*TASK DIRECTIONS*:
How many lines in the entries below contain the string "green"? Reply with the number alone.

*Records of labeled points*:
⁂
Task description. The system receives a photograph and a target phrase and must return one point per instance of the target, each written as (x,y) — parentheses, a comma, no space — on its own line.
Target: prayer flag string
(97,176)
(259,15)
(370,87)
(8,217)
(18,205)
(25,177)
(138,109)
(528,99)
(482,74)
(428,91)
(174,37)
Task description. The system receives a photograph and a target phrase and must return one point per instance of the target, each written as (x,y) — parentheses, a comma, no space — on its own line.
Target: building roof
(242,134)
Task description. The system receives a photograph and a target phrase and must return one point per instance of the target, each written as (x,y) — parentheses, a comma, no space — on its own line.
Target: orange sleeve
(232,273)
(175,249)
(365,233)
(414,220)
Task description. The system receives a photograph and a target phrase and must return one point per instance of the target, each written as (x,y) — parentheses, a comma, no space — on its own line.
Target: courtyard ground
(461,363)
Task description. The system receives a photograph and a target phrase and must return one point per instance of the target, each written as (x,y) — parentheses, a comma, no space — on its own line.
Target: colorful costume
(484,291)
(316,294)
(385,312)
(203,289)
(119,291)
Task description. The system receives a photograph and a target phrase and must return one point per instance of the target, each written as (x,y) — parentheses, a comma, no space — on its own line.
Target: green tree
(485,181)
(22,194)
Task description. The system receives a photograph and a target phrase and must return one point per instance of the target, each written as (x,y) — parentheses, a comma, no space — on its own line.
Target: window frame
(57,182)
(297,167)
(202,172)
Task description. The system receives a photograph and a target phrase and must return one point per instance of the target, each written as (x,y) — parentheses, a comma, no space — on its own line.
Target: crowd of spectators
⁂
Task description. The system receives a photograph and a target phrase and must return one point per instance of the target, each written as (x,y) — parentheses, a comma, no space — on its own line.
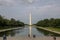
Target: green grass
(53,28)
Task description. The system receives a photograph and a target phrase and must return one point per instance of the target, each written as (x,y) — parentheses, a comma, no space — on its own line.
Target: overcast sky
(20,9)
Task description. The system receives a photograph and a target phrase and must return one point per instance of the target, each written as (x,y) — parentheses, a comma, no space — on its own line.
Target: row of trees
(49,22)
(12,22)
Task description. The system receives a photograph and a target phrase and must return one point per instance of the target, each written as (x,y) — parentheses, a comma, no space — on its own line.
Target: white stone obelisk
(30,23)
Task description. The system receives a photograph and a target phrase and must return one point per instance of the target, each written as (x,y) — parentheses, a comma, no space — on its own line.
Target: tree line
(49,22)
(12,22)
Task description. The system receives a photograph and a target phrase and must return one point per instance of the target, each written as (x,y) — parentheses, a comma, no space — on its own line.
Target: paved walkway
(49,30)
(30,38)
⁂
*WRITTEN ANSWER*:
2